● Written request: Copy the rows below word for word, from the line containing "# test: point at every instance of the rock outcrop, one" through the last row, and nothing else.

● Information provided:
BEGIN

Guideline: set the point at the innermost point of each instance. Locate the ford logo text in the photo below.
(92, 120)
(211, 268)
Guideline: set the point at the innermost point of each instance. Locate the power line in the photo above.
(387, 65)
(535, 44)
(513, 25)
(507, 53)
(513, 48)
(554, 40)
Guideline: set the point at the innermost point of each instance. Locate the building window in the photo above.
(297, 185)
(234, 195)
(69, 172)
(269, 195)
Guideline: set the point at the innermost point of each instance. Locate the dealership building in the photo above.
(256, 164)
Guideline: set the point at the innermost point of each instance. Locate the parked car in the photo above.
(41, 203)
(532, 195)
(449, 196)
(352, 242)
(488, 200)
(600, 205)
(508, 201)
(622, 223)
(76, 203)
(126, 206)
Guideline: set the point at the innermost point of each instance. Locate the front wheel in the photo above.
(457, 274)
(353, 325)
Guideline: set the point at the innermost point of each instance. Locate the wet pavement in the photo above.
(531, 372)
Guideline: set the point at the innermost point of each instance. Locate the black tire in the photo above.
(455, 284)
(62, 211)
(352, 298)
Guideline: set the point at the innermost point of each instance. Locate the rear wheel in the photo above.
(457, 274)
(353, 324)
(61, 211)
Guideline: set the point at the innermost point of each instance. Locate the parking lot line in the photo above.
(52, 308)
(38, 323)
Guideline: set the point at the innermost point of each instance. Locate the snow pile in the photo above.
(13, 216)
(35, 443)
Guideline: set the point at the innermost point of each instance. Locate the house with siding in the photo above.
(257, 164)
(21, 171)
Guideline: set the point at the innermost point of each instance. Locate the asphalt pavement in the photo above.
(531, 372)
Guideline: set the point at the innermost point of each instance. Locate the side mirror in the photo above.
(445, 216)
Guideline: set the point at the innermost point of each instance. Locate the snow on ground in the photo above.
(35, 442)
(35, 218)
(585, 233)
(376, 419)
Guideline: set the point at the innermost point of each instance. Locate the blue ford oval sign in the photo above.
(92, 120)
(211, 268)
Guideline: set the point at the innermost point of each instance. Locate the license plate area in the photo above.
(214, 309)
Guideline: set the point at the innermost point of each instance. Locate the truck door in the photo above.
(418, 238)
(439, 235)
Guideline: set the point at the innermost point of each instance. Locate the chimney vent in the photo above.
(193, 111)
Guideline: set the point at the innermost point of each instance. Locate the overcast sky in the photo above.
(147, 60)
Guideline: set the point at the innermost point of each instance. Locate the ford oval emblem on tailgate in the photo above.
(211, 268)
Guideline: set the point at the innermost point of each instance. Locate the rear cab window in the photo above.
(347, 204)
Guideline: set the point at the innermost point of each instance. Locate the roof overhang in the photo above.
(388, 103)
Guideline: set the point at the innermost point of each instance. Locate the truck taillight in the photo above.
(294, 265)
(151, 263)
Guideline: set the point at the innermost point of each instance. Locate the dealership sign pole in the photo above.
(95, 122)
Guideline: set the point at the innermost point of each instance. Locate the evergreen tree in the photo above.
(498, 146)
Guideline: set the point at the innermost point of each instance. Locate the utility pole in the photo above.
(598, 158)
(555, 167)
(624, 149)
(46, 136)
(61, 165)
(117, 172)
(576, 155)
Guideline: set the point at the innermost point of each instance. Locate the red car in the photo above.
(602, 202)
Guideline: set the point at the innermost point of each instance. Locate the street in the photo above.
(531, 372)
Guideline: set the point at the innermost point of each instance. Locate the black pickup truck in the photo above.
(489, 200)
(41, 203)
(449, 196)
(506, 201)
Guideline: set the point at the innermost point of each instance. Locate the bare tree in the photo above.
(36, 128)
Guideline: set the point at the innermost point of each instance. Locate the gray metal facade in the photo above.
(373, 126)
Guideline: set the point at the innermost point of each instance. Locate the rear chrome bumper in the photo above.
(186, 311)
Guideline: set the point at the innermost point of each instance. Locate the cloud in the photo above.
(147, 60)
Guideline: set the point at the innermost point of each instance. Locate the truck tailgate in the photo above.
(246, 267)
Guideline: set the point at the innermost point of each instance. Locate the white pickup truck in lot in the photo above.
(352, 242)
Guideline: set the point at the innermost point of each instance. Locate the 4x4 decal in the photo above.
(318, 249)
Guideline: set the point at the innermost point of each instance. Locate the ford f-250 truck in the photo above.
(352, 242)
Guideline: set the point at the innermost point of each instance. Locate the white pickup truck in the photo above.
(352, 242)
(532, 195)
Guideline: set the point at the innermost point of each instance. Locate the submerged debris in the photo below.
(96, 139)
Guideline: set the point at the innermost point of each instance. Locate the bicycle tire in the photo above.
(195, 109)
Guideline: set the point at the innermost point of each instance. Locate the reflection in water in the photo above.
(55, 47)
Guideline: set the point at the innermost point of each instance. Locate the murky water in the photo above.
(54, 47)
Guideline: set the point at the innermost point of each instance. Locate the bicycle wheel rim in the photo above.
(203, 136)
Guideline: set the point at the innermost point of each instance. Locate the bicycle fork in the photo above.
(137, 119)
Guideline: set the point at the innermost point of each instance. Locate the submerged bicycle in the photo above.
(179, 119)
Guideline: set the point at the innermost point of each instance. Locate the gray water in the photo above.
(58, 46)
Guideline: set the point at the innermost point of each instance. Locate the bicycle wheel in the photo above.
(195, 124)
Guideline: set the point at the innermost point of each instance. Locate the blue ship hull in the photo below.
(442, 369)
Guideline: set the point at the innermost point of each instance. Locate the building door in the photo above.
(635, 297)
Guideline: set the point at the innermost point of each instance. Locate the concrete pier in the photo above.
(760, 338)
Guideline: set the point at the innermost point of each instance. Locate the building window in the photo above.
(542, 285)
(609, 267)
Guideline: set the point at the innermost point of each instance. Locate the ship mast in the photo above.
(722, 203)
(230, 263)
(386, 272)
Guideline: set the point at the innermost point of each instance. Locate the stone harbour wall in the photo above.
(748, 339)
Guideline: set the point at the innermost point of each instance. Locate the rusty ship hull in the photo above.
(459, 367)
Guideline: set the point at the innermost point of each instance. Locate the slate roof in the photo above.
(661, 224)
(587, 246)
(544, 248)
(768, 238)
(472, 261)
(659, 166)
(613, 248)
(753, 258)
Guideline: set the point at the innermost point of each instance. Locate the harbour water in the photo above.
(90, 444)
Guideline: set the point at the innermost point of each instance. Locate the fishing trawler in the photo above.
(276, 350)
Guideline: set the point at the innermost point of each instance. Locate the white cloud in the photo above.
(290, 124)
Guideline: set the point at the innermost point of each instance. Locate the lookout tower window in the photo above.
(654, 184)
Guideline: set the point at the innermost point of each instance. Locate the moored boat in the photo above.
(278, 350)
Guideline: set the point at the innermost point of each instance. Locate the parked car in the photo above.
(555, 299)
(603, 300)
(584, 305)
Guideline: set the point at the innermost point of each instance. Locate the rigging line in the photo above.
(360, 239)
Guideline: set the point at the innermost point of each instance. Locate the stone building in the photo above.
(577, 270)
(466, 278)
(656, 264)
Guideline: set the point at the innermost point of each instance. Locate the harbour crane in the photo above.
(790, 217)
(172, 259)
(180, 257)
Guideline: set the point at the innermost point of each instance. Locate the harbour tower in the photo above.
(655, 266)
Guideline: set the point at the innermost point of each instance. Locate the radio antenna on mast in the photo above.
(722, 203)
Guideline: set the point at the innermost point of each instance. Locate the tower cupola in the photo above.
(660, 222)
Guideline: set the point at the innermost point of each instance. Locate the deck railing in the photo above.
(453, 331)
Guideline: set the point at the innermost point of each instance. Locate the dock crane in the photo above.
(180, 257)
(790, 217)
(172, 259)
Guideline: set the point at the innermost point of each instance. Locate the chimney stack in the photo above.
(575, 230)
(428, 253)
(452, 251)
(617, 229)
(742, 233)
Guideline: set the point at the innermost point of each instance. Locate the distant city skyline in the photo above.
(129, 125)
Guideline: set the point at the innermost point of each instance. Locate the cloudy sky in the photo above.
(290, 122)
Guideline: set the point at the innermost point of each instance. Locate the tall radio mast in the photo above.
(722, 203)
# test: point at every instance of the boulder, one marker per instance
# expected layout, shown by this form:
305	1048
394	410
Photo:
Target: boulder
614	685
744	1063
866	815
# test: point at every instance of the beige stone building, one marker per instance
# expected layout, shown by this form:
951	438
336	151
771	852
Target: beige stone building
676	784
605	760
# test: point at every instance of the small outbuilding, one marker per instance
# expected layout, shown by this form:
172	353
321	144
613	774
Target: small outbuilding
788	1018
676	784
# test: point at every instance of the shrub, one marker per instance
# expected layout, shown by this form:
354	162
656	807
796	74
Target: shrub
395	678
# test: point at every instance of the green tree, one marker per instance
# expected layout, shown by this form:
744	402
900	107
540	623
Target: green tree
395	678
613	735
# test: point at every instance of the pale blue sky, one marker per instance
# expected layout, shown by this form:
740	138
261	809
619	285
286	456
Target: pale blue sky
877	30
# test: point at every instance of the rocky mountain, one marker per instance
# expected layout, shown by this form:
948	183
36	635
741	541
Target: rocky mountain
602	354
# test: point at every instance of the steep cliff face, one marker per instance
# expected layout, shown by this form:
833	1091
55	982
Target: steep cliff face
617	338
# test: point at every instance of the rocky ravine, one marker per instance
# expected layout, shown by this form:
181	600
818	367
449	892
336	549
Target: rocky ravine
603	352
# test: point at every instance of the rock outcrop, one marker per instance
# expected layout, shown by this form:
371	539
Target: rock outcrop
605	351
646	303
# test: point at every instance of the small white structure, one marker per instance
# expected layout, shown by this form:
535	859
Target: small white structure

END

● Output:
# test: point at every instance of the rock outcrop, one marker per instance
# expected layout, shown by this form:
371	539
Target: rock outcrop
605	351
646	303
# test: point at every instance of the small white structure, one marker per instance
# expected layout, shown by this form:
535	859
Target: small white structure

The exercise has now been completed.